* _Short exercise_:
Output the stretch of the records from their start through the line containing "383, 635, 452]]" as a JSON list of strings, one string per line, with blank lines left out.

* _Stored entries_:

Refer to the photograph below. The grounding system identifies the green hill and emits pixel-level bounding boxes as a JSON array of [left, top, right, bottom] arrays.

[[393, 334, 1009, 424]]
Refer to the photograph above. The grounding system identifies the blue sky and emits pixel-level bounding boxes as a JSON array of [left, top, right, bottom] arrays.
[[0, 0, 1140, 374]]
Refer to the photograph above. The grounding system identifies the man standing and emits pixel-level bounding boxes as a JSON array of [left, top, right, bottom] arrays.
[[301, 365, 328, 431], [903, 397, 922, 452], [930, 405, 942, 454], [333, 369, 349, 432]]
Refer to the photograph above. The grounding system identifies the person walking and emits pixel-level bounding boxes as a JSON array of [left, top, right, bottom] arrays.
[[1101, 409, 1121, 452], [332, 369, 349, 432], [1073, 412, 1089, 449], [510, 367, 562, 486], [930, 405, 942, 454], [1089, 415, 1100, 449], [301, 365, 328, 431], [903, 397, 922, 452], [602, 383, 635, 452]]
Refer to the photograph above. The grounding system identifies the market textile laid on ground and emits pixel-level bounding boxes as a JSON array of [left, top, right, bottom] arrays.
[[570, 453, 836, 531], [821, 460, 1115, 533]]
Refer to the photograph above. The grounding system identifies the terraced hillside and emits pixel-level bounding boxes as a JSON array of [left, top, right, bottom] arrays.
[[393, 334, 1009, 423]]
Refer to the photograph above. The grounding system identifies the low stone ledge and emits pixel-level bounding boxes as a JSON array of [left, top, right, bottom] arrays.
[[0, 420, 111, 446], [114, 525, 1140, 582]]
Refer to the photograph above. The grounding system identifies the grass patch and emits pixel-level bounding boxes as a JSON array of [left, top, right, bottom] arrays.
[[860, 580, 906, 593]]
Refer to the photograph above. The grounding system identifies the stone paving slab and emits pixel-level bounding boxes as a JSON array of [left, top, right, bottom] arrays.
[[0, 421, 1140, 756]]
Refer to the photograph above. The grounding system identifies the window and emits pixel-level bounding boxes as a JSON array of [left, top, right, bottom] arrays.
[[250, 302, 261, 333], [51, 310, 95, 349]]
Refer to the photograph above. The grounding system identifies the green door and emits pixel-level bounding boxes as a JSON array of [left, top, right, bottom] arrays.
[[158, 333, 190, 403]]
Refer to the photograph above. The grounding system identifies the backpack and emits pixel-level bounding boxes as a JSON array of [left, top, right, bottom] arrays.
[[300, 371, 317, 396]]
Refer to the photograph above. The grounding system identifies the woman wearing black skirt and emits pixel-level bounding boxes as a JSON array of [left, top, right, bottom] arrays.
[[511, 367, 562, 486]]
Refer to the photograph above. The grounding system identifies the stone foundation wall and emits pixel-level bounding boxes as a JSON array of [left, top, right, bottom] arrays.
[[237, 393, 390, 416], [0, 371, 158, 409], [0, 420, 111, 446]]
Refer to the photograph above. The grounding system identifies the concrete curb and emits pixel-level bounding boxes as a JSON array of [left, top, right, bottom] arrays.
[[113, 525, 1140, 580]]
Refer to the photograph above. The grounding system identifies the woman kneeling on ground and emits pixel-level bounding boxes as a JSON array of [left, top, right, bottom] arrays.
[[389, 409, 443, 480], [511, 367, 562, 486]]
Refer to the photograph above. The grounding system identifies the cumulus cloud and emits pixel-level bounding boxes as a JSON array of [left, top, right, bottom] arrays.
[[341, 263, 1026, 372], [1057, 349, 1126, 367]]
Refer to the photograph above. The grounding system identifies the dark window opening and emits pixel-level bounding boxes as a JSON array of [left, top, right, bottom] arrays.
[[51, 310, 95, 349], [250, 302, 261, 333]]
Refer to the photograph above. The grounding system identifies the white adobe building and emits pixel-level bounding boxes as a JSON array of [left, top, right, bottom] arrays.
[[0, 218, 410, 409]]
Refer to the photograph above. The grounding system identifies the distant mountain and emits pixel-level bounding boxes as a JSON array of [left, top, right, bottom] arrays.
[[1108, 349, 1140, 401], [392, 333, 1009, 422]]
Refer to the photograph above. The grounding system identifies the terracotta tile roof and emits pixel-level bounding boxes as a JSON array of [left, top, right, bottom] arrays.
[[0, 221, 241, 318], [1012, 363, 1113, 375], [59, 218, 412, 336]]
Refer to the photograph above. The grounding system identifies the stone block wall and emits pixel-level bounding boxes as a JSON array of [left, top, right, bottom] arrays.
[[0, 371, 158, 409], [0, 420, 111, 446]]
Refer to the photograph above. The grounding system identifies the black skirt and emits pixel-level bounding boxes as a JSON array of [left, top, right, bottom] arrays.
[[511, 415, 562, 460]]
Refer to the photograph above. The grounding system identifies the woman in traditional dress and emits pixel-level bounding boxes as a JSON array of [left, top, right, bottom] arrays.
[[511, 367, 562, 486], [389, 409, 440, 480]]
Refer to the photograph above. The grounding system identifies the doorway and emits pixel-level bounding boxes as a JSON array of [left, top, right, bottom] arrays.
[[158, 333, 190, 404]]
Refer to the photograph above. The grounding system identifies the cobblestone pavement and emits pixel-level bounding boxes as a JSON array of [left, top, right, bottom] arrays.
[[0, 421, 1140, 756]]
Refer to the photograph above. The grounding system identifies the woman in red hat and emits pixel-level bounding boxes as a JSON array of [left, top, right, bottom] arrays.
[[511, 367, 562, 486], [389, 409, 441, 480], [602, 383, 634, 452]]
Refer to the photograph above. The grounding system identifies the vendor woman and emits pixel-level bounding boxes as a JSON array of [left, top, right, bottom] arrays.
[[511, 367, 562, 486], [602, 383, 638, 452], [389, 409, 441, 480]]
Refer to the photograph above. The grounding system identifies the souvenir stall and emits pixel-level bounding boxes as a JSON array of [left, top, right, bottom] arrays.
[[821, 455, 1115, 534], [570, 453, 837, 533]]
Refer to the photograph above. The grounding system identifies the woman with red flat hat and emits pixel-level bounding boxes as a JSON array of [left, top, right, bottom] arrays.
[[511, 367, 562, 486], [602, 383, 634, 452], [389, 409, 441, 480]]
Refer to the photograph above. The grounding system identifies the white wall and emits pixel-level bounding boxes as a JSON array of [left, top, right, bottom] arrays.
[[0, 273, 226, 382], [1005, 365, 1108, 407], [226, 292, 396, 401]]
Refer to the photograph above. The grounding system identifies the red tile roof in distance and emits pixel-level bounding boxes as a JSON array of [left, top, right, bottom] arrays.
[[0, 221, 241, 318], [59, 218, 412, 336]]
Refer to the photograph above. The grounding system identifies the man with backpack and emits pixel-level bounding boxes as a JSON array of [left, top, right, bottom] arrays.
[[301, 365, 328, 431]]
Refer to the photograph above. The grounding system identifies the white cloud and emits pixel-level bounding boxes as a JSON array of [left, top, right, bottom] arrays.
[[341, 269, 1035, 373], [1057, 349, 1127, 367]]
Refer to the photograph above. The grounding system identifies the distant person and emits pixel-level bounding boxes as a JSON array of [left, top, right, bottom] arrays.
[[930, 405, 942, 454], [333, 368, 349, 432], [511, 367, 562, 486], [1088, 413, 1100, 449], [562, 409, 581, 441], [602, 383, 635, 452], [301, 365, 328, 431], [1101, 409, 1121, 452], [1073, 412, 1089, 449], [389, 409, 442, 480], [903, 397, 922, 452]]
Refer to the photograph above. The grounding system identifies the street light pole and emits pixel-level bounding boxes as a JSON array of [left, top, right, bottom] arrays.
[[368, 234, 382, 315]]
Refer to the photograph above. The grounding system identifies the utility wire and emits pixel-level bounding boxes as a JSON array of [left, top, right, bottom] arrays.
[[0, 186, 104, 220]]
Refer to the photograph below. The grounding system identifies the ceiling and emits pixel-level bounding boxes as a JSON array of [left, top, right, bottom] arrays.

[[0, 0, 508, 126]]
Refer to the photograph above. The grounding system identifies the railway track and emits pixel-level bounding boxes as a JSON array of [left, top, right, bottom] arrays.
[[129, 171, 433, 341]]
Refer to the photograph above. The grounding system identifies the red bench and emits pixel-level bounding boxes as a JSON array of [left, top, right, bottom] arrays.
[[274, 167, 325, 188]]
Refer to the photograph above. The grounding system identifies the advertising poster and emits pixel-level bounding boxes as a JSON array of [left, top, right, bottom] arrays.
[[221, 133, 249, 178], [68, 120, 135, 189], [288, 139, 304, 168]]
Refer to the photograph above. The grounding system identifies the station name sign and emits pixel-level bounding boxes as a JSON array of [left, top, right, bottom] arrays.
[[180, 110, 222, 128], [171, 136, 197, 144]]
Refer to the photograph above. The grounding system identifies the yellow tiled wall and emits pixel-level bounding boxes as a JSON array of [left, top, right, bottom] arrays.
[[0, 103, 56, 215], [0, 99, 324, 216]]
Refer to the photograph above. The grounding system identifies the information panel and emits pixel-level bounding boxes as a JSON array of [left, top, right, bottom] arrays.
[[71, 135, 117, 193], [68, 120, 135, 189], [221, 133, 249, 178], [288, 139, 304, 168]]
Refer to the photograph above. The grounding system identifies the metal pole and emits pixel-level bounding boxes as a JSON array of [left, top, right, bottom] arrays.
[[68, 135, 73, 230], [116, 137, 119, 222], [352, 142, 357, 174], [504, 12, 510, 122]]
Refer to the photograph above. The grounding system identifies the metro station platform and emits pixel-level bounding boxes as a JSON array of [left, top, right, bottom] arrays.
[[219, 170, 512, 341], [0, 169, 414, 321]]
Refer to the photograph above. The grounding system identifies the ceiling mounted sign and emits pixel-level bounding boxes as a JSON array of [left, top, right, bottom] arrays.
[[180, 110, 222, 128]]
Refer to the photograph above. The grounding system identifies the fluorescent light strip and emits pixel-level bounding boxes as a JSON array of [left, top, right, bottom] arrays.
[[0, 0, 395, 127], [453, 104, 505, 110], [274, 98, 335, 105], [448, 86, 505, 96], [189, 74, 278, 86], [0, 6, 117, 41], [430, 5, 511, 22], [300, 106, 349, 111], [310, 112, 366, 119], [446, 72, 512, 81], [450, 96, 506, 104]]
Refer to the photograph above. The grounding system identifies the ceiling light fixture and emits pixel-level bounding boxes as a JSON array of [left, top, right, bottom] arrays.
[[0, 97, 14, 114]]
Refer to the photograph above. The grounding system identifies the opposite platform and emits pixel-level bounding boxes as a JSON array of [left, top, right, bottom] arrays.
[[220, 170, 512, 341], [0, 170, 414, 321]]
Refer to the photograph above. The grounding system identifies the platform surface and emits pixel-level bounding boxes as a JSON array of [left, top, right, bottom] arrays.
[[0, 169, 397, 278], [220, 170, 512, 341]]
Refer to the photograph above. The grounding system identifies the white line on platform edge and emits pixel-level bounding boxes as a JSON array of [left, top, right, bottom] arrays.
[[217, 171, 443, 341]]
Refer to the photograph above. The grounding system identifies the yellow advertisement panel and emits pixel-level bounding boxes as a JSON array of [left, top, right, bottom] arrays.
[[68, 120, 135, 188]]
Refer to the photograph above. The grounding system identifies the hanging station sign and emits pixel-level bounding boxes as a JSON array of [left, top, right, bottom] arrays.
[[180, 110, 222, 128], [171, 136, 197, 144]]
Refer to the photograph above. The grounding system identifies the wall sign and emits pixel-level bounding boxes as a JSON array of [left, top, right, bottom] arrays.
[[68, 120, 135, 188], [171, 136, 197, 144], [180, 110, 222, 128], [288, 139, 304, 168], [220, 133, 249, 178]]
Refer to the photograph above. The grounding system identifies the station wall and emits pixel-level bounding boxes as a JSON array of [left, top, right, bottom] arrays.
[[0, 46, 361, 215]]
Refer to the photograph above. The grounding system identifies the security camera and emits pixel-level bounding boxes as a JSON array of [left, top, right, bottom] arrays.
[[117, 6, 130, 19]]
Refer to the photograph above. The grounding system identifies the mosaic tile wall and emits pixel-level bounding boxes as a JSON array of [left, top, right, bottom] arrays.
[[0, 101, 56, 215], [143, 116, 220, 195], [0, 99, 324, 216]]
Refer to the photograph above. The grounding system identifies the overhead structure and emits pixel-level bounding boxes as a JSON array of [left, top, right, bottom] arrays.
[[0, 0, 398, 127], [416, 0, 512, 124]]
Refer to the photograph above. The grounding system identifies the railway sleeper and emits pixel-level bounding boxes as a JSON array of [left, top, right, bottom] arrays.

* _Worked solution_:
[
  "Refer to the photograph below. The grounding system identifies the green hill and emits pixel-level bounding boxes as a JSON array of [left, top, right, bottom] arrays.",
  "[[393, 334, 1009, 424]]",
  "Refer to the photograph above. The grounding system identifies the blue sky and emits pixel-level bounding boxes as a JSON array of [left, top, right, bottom] arrays.",
  "[[0, 0, 1140, 374]]",
  "Refer to the photograph above. The grounding system identifies the man standing and emits pixel-level bounding boxes as a JSON array of [left, top, right, bottom] arrays.",
  "[[301, 365, 328, 431], [903, 397, 922, 452], [930, 405, 942, 454], [333, 369, 349, 432]]",
  "Refer to the photograph above. The grounding system identifies the person walking and emits pixel-level bounding boxes as a JSON array of [left, top, right, bottom] arrays.",
  "[[1101, 409, 1121, 452], [332, 369, 349, 432], [1073, 412, 1089, 449], [510, 367, 562, 486], [930, 405, 942, 454], [1089, 415, 1100, 449], [301, 365, 328, 431], [903, 397, 922, 452], [602, 383, 635, 452]]"
]